BEGIN DOCUMENT EXCERPT

Despite the pandemic-driven downturn in the U.S. economy, some companies are thriving.

They include delivery services like UPS, FedEx, the U.S. Postal Service and companies that serve shipping giants like Amazon, all newly vital to tens of millions of Americans in quarantine at home.

But the Covid-19 coronavirus outbreak has pulled away a curtain few Americans previously considered: the risks delivery workers must face, just to do their jobs.

Think about it: drivers who deliver hundreds of packages a day are constantly touching things in their vans, on gates and porches and doorknobs — and, of course, the parcels themselves.

Some, like UPS and FedEx workers, receive both health care and protective support from their companies. But others do not, reports Reuters.

“It’s totally laid bare how vulnerable they are,” David Weil, dean of Brandeis University’s school of social policy and management, told Reuters. “We are seeing there are millions of workers, who have no social safety net protections, who are now on the front lines of delivering food and delivering packages.”

END DOCUMENT EXCERPT
BEGIN SUPPLIED MATERIAL

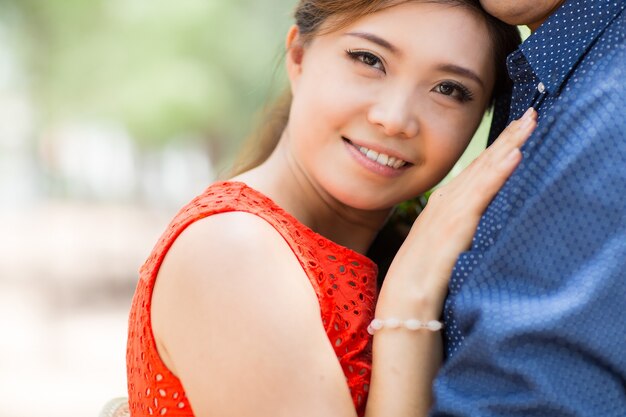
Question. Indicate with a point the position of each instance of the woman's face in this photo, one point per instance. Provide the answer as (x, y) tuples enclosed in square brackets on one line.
[(383, 108)]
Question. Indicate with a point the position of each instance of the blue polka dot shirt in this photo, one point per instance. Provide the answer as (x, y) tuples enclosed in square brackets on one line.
[(536, 313)]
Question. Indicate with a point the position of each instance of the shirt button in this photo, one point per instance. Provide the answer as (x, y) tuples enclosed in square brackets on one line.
[(541, 88)]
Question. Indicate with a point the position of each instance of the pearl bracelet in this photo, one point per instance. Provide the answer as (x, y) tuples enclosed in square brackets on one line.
[(410, 324)]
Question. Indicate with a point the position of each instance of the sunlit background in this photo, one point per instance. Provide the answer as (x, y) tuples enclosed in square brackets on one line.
[(113, 114)]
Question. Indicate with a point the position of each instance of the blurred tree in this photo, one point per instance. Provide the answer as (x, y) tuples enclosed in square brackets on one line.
[(164, 69)]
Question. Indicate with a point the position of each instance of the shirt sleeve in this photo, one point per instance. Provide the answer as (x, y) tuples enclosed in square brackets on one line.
[(542, 310)]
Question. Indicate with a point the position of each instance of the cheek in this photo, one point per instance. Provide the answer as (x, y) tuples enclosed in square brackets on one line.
[(448, 137)]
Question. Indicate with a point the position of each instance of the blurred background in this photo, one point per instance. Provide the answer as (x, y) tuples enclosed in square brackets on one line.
[(113, 114)]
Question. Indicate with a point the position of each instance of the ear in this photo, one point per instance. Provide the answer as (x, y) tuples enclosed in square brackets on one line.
[(295, 55)]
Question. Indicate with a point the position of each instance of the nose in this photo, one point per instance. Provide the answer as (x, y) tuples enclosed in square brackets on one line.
[(395, 113)]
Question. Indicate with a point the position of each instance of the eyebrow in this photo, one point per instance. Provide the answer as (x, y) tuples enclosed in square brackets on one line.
[(462, 71), (376, 39), (452, 68)]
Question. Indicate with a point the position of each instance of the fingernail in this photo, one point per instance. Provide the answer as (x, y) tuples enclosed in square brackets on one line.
[(528, 113), (527, 119), (512, 157)]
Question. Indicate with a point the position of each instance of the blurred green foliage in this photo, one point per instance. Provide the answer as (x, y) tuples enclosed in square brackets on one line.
[(165, 69)]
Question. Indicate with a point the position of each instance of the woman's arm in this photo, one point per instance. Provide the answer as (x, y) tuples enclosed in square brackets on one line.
[(406, 362)]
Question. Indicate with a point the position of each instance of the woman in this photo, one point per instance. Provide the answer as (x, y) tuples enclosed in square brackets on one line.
[(257, 299)]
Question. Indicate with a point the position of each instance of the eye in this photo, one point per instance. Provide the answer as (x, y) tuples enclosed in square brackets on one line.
[(455, 90), (366, 58)]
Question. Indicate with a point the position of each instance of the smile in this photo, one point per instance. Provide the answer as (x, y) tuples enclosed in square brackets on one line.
[(379, 158)]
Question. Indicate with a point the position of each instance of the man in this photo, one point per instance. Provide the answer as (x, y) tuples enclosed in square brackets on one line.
[(536, 314)]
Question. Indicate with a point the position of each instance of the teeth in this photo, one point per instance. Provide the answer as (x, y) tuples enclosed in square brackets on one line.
[(381, 158)]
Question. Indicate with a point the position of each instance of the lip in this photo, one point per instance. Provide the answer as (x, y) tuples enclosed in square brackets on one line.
[(386, 171)]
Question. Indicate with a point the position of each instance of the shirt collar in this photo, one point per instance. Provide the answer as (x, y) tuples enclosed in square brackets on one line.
[(541, 51)]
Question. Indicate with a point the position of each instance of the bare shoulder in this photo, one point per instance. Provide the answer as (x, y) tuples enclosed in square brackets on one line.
[(231, 297), (227, 254)]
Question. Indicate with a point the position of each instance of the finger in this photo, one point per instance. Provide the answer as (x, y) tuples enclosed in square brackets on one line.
[(515, 135)]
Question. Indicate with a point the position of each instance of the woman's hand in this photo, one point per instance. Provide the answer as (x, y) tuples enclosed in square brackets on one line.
[(445, 228)]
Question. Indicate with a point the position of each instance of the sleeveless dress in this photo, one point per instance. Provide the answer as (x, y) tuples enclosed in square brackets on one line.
[(344, 281)]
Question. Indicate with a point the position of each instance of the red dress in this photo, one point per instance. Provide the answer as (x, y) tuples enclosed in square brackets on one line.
[(344, 281)]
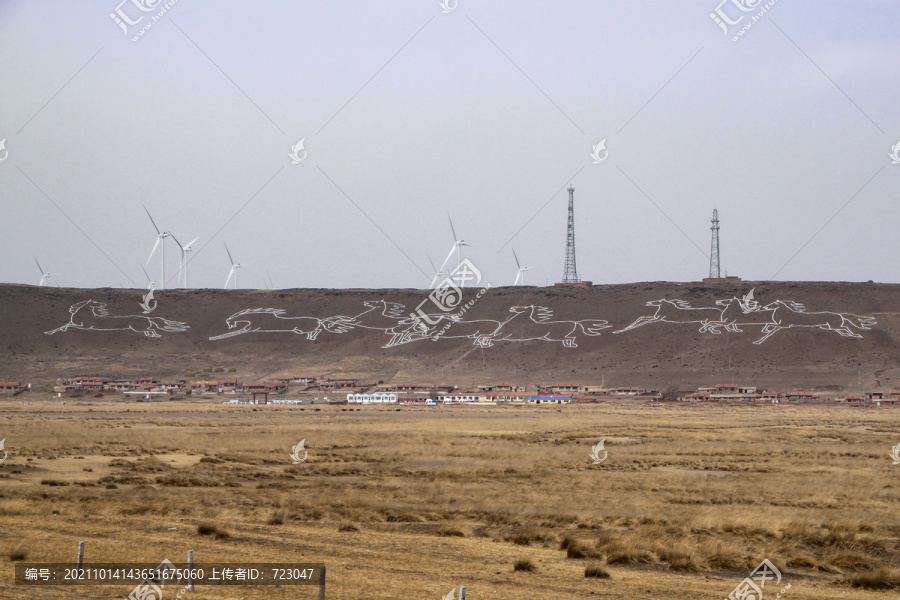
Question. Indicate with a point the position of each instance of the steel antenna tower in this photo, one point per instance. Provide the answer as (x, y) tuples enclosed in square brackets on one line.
[(570, 274), (714, 271)]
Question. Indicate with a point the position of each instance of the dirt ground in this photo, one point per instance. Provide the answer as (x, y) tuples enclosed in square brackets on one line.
[(414, 502), (668, 356)]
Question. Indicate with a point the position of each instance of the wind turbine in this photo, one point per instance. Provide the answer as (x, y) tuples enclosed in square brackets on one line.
[(233, 272), (457, 243), (151, 285), (437, 274), (45, 277), (521, 273), (184, 256), (160, 238)]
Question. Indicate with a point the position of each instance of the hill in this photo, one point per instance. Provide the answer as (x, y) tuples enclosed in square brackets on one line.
[(811, 335)]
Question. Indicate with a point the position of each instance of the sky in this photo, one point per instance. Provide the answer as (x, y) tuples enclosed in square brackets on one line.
[(410, 111)]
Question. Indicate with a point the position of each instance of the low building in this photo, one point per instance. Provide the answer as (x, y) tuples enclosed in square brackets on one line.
[(549, 399), (373, 398), (11, 387), (797, 396), (338, 384)]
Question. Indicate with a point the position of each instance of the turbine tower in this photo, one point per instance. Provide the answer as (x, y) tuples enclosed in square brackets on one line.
[(233, 272), (520, 274), (714, 271), (570, 273)]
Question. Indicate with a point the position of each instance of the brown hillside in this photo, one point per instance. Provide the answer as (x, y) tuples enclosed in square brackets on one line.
[(660, 355)]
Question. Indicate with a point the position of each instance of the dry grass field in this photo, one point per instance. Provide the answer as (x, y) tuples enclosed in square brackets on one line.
[(416, 501)]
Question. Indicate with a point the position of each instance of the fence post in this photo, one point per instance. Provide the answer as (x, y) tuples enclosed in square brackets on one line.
[(190, 570)]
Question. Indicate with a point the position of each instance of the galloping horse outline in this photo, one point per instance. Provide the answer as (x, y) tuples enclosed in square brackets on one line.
[(99, 319), (308, 326), (679, 311), (735, 312), (541, 327), (788, 315)]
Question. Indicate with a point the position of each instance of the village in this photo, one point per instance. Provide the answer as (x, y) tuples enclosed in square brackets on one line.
[(315, 390)]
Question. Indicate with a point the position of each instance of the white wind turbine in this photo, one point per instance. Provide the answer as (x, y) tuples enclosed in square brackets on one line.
[(185, 259), (520, 275), (45, 277), (160, 239), (437, 274), (151, 285), (457, 244), (233, 272)]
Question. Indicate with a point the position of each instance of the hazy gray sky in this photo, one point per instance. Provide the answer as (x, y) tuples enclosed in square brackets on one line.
[(486, 112)]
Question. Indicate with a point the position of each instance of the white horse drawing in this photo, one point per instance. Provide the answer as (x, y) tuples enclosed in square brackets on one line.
[(93, 315), (273, 320)]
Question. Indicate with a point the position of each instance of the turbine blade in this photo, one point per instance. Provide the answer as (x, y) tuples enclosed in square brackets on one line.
[(455, 239), (152, 221), (152, 252), (449, 256)]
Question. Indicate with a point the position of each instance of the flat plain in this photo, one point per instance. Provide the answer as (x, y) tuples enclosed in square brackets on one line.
[(412, 502)]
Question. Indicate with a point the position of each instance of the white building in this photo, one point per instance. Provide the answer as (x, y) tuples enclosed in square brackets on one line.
[(376, 398)]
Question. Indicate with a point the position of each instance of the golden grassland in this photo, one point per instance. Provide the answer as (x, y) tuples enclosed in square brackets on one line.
[(412, 502)]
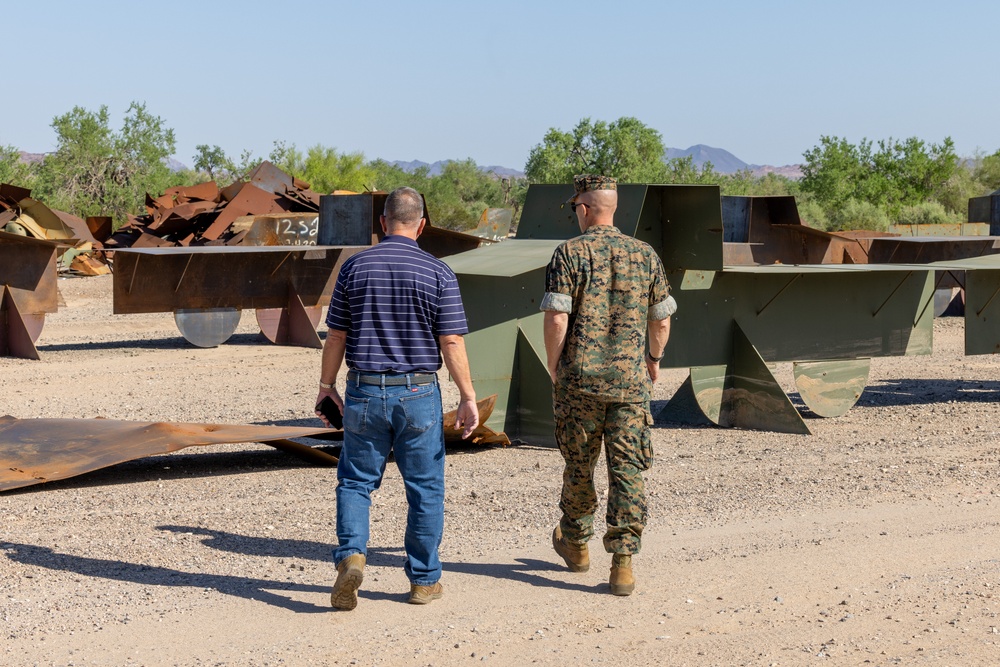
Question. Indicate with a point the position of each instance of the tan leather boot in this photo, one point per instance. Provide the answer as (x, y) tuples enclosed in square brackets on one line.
[(350, 574), (577, 556), (621, 580)]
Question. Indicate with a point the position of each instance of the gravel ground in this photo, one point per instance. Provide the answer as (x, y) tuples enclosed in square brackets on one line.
[(872, 541)]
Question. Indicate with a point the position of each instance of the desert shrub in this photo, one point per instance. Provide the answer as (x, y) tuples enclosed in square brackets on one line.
[(856, 214)]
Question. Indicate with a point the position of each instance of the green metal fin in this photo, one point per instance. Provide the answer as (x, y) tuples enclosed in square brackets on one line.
[(756, 400), (831, 388)]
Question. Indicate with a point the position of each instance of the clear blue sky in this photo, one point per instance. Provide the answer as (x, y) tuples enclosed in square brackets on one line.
[(449, 80)]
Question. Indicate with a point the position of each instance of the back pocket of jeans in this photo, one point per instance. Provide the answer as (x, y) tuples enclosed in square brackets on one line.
[(355, 414), (422, 410)]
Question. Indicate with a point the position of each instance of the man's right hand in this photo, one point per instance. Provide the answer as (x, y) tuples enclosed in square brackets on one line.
[(335, 395)]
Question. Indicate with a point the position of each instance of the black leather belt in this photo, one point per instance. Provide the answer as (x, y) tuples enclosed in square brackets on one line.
[(380, 380)]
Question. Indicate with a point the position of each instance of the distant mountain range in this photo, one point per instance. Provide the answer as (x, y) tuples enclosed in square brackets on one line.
[(435, 168), (725, 162), (722, 161)]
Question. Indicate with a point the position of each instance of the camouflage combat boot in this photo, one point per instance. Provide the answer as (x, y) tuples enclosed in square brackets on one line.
[(350, 573), (621, 580), (576, 555)]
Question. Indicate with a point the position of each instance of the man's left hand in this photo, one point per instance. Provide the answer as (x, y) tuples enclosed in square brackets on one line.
[(467, 417), (653, 368)]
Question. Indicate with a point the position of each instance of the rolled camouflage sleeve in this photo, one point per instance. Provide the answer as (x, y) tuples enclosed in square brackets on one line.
[(558, 284), (661, 304)]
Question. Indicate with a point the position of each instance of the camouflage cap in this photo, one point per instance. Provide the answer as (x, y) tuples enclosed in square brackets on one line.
[(589, 183)]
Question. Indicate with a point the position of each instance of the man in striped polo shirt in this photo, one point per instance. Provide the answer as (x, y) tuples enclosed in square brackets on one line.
[(395, 311)]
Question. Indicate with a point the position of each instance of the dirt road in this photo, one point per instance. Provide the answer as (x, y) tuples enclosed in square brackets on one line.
[(874, 541)]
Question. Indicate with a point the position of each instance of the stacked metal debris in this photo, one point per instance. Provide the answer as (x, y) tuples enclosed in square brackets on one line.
[(204, 214), (24, 216)]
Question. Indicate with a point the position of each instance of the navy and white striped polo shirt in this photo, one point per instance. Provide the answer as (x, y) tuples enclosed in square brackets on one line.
[(394, 300)]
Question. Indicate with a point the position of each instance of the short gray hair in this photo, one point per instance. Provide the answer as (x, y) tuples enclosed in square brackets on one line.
[(404, 206)]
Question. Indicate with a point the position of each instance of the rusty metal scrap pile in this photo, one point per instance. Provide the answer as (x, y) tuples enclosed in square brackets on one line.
[(204, 214)]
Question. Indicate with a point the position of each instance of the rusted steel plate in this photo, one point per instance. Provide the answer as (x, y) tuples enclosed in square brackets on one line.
[(924, 249), (100, 227), (251, 199), (16, 339), (43, 222), (946, 229), (207, 327), (268, 177), (156, 280), (831, 388), (28, 269), (33, 451), (284, 229), (205, 191)]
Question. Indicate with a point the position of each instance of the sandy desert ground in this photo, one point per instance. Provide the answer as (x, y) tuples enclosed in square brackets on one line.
[(873, 541)]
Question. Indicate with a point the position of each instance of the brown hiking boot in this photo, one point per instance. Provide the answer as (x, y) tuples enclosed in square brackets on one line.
[(576, 555), (621, 580), (350, 573), (424, 594)]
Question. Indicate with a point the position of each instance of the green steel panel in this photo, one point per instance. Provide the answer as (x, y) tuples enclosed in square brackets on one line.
[(503, 260), (691, 216), (489, 300), (708, 383), (492, 352), (801, 314), (756, 400), (831, 388), (544, 216), (982, 311), (535, 418)]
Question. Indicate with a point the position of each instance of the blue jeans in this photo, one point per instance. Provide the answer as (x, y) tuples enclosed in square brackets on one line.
[(406, 420)]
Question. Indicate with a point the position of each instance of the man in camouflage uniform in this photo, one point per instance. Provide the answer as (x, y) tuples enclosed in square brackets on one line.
[(605, 295)]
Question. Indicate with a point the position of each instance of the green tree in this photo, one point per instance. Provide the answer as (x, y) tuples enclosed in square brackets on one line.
[(213, 161), (890, 175), (97, 171), (625, 149), (15, 171)]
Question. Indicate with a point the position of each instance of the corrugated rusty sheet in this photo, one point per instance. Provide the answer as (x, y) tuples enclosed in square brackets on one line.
[(33, 451)]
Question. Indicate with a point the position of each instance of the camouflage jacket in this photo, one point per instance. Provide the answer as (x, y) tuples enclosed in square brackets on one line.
[(610, 284)]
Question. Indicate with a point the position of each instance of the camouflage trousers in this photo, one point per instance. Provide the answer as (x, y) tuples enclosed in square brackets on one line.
[(583, 423)]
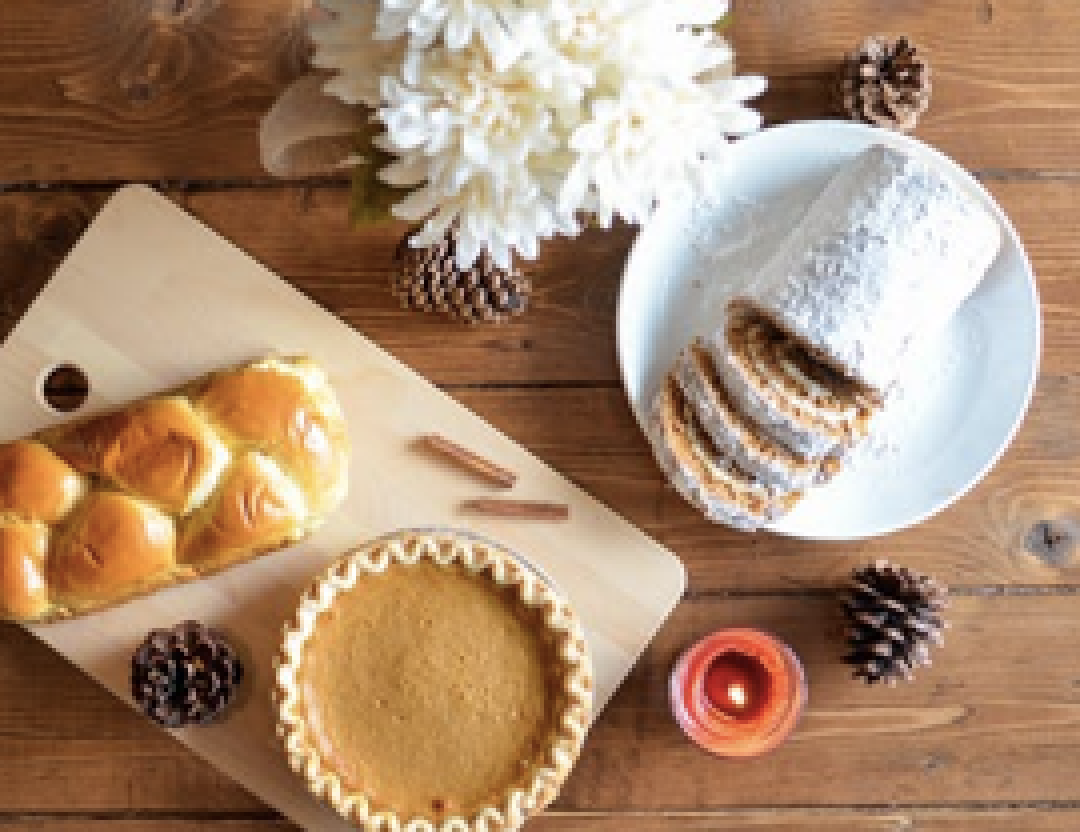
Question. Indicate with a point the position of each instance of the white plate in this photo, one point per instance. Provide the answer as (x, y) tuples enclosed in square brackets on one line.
[(975, 379)]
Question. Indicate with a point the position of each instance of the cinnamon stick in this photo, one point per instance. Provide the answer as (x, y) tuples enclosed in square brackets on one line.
[(466, 459), (524, 509)]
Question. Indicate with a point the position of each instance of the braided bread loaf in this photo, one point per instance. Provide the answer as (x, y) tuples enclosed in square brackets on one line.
[(172, 487)]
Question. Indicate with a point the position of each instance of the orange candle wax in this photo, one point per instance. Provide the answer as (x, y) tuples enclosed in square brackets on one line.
[(738, 693)]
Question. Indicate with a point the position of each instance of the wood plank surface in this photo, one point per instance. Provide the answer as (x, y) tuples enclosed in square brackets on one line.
[(568, 335), (559, 359), (174, 89), (996, 720), (100, 92)]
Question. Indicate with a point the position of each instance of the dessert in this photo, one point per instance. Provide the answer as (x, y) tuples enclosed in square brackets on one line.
[(431, 682), (794, 400), (719, 414), (703, 473), (174, 486), (774, 399), (886, 254)]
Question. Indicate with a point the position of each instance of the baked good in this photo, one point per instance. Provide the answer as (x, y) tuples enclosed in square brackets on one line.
[(886, 254), (167, 488), (702, 473), (793, 399), (431, 682), (758, 455)]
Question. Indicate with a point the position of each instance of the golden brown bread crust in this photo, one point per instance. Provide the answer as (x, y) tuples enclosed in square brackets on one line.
[(281, 418), (35, 483), (167, 488), (257, 507), (158, 448), (23, 548), (111, 545)]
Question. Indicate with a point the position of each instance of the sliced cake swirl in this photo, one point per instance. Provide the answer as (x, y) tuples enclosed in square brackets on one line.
[(702, 473)]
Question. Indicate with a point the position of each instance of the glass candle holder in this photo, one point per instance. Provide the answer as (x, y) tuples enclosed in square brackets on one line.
[(738, 693)]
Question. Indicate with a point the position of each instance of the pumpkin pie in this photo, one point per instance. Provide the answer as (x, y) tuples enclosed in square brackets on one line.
[(431, 682)]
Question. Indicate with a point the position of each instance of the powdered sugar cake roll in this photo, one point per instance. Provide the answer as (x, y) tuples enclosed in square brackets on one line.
[(887, 253)]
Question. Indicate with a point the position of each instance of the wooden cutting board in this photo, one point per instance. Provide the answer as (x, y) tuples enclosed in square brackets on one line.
[(148, 298)]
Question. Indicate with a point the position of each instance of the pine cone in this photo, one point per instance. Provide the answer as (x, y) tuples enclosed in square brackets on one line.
[(885, 83), (894, 615), (430, 280), (187, 674)]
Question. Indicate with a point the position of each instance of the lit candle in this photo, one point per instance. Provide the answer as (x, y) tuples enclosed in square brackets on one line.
[(738, 693)]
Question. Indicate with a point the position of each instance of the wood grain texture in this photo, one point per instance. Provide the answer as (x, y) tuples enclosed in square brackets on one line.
[(1006, 80), (149, 89), (147, 298), (994, 722), (568, 334), (142, 89), (568, 339), (122, 90)]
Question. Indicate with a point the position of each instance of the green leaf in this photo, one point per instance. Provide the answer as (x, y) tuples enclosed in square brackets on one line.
[(370, 199)]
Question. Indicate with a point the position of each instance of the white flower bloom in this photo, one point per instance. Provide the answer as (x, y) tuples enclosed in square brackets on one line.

END SUPPLIED MATERIAL

• _TASK INSTRUCTIONS_
A) Decide whether each statement agrees with the article on delivery workers, answering yes or no and quoting the words of the article that settle it: (i) every company has struggled during the pandemic; (ii) UPS and FedEx workers get health care and protective support from their companies; (iii) David Weil gave his remarks to Reuters.
B) Please write what comes next in the article on delivery workers, picking up after its final sentence.
The material has no connection to the article on delivery workers.

• _NUMBERED RESPONSES_
A)
(i) No: "some companies are thriving."
(ii) Yes: "Some, like UPS and FedEx workers, receive both health care and protective support from their companies."
(iii) Yes: "told Reuters."

B)
One example cited by Reuters is Joseph Alvarado, who delivers Amazon packages in Orange County CA, just south of Los Angeles.

“I’m being exposed,” said Alvarado, 38. “I would think that a company like Amazon that is filthy rich, doing great, not going anywhere anytime soon, would want to take care of its employees.”

However, Alvarado doesn’t really work for Amazon, but for Pacific Key Logistics, which is contracted to make Amazon deliveries.

“Alvarado said the van he drove wasn’t cleaned before or after his 10-hour shift, nor were the bins holding packages handled by warehouse workers and delivery drivers,” Reuters says.

“Yet his company offered no gloves or masks, and only sporadically provided hand sanitizer. Under pressure to meet targets for delivery speed and volume, Alvarado and other drivers say they have little or no time to stop and wash their hands.”

Amazon and other shippers save money by requiring delivery contractors to keep costs low.

Contract drivers who deliver for Amazon are paid a minimum of $15 an hour; Amazon says it requires the delivery companies to offer health care coverage workers, but it’s unclear how much of the cost, if any, is covered by the companies.

“Some drivers say they opt out of the health coverage because they can’t afford the high out-of-pocket costs,” Reuters says.

And drivers aren’t the only ones at risk. Some people receiving deliveries are telling drivers to leave groceries and parcels on the street curb, to minimize the virus threat to themselves.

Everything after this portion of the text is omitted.